# [Task set]
1 > In the announcement of Jens Waltermann's resignation below, rewrite the paragraph beginning "Dr Musimbi Kanyoro, Chair of the UWC International Board" as a short list that keeps its main facts.
2 > Please repeat the part of the UWC resignation announcement below that opens with the words containing "The UWC International Board will" and closes with "the UWC movement.".
3 > Pick up the announcement of Jens Waltermann's resignation below and continue it after its last sentence.

# [Passage provided]
<<<<

Dear members and friends of the UWC movement, 
We are writing to you today to inform you that Jens Waltermann has tendered his resignation as Executive Director after serving the UWC movement in this role for the past six years. Jens will remain in post until the end of June 2021 to ensure a smooth transition. 
Dr Musimbi Kanyoro, Chair of the UWC International Board, commented: “The UWC International Board has accepted Jens’ resignation with great regret and respect. During my time as Chair of the Board, Jens and I have worked very closely together. Over the past six years, the UWC movement has overcome many challenges and reached great heights. While there is still much work to do, Jens’ leadership has contributed greatly to meeting our strategic goals and strengthening UWC’s position in international education for peace. I have highly appreciated his drive, his dedication to UWC and to our common mission, his professionalism and - importantly - his personal integrity. As we now move forward to the next chapter, on behalf of the UWC International Board and the other members of the UWC International governance, I want to thank Jens for his immense contribution to the UWC movement and wish him the very best for his future.
The UWC International Board will take responsibility for the succession process. 
Below, you can read Jens’ letter to the UWC community which also highlights some of the important developments the UWC movement has seen during the time of his tenure. 
With many thanks for your continued support of the UWC movement. 

Letter from Jens Waltermann, Executive Director of UWC International, to the UWC Community: 

Dear UWC Community, 
I am writing today to let you know that after six wonderful, inspiring, successful and very challenging years as Executive Director of UWC International I have tendered my resignation to the UWC International Board.

>>>>

# [Data for review]
<<<<

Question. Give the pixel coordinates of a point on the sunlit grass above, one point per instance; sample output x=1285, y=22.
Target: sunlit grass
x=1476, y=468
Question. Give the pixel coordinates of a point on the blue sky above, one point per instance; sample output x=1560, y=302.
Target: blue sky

>>>>

# [Responses in order]
1 >
- Dr Musimbi Kanyoro, Chair of the UWC International Board, said the Board accepted Jens' resignation with great regret and respect.
- She and Jens worked very closely together during her time as Chair.
- Over the past six years, the UWC movement overcame many challenges and reached great heights.
- Jens' leadership contributed greatly to meeting strategic goals and strengthening UWC's position in international education for peace, though much work remains.
- She praised his drive, dedication to UWC and its mission, professionalism, and personal integrity.
- On behalf of the Board and the rest of UWC International governance, she thanked him for his immense contribution and wished him the very best.

2 >
The UWC International Board will take responsibility for the succession process. 
Below, you can read Jens’ letter to the UWC community which also highlights some of the important developments the UWC movement has seen during the time of his tenure. 
With many thanks for your continued support of the UWC movement.

3 >
The past six years have seen significant growth of the UWC movement: from fourteen to eighteen UWC schools, from 140 to 155 national committees and from 300 to 1000 short course participants. We now also have an almost even balance of schools in Europe and Asia, and have expanded to East Africa. The partnerships we have built over this period - from UNHCR and Teach For All to the EU and RISE, and not to forget the Davis Philanthropies as our long-standing partner - have allowed us to reach even further: to students, who would have never dared to dream of a UWC education. 
We have moved in a common direction laid out in the UWC Strategy 2018 and Beyond. Together with thousands of national committee  volunteers, we have strengthened the national committees’ capacity and role in the UWC movement. We have brought the Board Chairs of our schools much closer together and built the UWC Hub as a platform for our 60,000 alumni across the globe. Most of all, this journey has been about our students: I have been most inspired by them. And we must continue to trust them, for trust inspires responsibility. And despite financial challenges we must defend the diversity of our UWC students: seeking young people from all cultures, ethnicities, beliefs and backgrounds to come together and to build bridges across the deepening socio-economic divides we see globally.  
Besides celebrating successes we have also faced adversity: COVID-19 hit UWC hard, and although we have been able to manage this crisis better than I could have hoped back in the spring of last year, it is not over yet. So far, UWC Heads have been able to maintain educational opportunities for most of our students and all schools have remained financially stable, but reserves have been depleted in many schools and we cannot be certain what 2021 will bring. I want to thank all the great educators and staff at our schools and colleges for their resilience and relentless support to the students - and I want to thank all the national committee volunteers who have helped bring students home and back into schools under the most difficult circumstances. 
The Black Lives Matter protests, meanwhile, brought home to all of us that issues of race remain unresolved not just in US police departments but also at UWC. There is much work ahead for us all to make sure that every student – no matter what colour – feels that they belong, that they have role models and that their narrative has its place at the heart of UWC.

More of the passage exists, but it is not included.